*What the task asks:*
Transcribe the full listing below exactly.

+ + + + + + +

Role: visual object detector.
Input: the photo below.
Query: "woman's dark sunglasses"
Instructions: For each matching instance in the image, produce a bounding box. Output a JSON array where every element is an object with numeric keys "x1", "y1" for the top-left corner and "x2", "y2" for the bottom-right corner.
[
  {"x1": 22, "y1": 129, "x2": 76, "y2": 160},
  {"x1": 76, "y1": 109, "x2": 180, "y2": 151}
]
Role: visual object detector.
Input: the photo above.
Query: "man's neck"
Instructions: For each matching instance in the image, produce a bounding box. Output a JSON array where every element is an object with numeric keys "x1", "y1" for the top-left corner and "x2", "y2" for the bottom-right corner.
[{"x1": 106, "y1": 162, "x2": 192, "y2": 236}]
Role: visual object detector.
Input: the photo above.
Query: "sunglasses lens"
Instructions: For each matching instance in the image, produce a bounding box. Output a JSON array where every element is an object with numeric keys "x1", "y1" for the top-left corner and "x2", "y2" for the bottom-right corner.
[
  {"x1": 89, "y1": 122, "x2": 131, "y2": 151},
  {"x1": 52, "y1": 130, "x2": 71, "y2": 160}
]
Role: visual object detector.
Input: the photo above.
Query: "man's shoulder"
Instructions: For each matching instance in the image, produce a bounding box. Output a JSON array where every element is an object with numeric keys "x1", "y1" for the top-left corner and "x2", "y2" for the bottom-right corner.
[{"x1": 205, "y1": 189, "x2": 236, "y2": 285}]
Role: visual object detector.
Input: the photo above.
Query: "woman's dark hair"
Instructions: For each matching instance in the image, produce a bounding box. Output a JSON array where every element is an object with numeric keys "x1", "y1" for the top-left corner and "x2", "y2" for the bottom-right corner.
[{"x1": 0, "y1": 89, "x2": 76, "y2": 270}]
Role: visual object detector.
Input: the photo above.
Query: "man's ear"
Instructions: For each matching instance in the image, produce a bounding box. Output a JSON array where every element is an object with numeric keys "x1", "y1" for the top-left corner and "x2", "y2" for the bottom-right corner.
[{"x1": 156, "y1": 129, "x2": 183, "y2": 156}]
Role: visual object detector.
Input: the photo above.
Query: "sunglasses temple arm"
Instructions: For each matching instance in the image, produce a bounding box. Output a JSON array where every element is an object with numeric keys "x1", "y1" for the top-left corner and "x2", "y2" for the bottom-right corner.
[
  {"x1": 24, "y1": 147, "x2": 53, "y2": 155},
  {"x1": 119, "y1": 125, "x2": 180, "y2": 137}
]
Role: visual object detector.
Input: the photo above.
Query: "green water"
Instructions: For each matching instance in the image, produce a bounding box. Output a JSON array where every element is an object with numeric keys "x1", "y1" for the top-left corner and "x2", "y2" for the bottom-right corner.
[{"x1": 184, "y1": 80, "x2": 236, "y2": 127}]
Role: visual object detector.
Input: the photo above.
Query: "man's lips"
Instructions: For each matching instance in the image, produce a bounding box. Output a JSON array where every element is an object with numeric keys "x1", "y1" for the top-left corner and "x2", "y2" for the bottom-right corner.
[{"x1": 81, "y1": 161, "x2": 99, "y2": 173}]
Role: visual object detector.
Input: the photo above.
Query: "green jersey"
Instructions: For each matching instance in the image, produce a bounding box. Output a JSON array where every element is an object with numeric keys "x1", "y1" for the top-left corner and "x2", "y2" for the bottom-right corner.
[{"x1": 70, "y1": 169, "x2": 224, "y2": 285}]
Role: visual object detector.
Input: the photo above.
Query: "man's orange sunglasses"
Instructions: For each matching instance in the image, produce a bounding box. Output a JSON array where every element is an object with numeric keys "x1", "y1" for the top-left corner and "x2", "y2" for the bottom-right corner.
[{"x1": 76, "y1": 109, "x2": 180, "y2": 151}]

+ + + + + + +

*Output of the exercise:*
Role: visual object detector.
Input: the photo below.
Query: "woman's dark sunglasses"
Instructions: For each matching instance in the image, produce a bounding box. Output a JSON array where every element is an object with numeric keys "x1", "y1" for the top-left corner and "x2", "y2" for the bottom-right corner.
[
  {"x1": 22, "y1": 129, "x2": 76, "y2": 160},
  {"x1": 76, "y1": 109, "x2": 180, "y2": 151}
]
Role: visual object detector.
Input: the photo above.
Query: "man's neck"
Instructions: For each matching instance in the image, produce a bounding box. Output a JSON array where every element is an object with numeric keys "x1", "y1" for the top-left corner and "x2", "y2" for the bottom-right corner.
[{"x1": 106, "y1": 162, "x2": 192, "y2": 236}]
Role: visual object detector.
Input: the photo above.
Query: "sunglasses lens"
Instructions: For each matching instance in the image, produce a bounding box. Output a JSON array where every element is an object with numeric keys "x1", "y1" for the top-left corner and "x2", "y2" for the bottom-right corner.
[
  {"x1": 89, "y1": 122, "x2": 131, "y2": 151},
  {"x1": 52, "y1": 130, "x2": 71, "y2": 160}
]
Role: visual object detector.
Input: the photo above.
Query: "man's shoulder"
Instructions: For each matching instance in the image, produce a bounding box. Output a JSON array where every element is an object with numeric keys "x1", "y1" for the top-left corner and "x2", "y2" for the bottom-right corner.
[{"x1": 205, "y1": 189, "x2": 236, "y2": 285}]
Role: visual object detector.
Input: the photo above.
Query: "woman's dark hair"
Instructions: For each matching instance in the image, produce a bounding box. Output a JSON array where every element is an object with numeric keys "x1", "y1" for the top-left corner and "x2", "y2" for the bottom-right corner.
[{"x1": 0, "y1": 89, "x2": 76, "y2": 270}]
Role: visual object detector.
Input: the photo above.
Query: "man's ear"
Instructions: For each matching instance in the image, produce a bounding box. Output a JSON array where every element is an object with numeric keys "x1", "y1" for the top-left corner and "x2", "y2" for the bottom-right corner.
[{"x1": 156, "y1": 129, "x2": 183, "y2": 156}]
Role: visual object detector.
Input: the photo above.
Query: "sunglasses temple arm"
Instructions: For each matching instance in the image, produce a bounding box. Output a JSON array where every element is an object with numeric keys "x1", "y1" for the top-left corner and "x2", "y2" for the bottom-right corner.
[
  {"x1": 24, "y1": 147, "x2": 53, "y2": 155},
  {"x1": 119, "y1": 125, "x2": 180, "y2": 137}
]
Role: visual object detector.
Input: the photo above.
Query: "green water"
Instructions: For each matching instance in the image, produce a bounding box. Output a JSON array where every element is an object with numeric keys "x1", "y1" for the top-left corner and "x2", "y2" for the bottom-right corner.
[{"x1": 184, "y1": 80, "x2": 236, "y2": 127}]
Role: visual object detector.
Input: the photo above.
Query: "man's lips"
Instructions: For each matching instance in the image, produce a bounding box. Output a JSON array where every element is an object with numeric keys "x1", "y1" for the top-left corner and "x2", "y2" for the bottom-right corner.
[{"x1": 81, "y1": 161, "x2": 99, "y2": 173}]
Role: visual object detector.
Input: the photo above.
Query: "green jersey"
Instructions: For each matching instance in the image, produce a bounding box. Output a JSON array where every element is an object with numeric keys "x1", "y1" for the top-left corner and "x2", "y2" for the bottom-right corner.
[{"x1": 70, "y1": 169, "x2": 224, "y2": 285}]
Role: visual object detector.
Input: the photo above.
Query: "man's orange sunglasses"
Instructions: For each matching instance in the image, produce a bounding box. Output a JSON array where every element is an object with numeric keys "x1", "y1" for the top-left corner and "x2", "y2" for the bottom-right corner.
[{"x1": 76, "y1": 109, "x2": 180, "y2": 151}]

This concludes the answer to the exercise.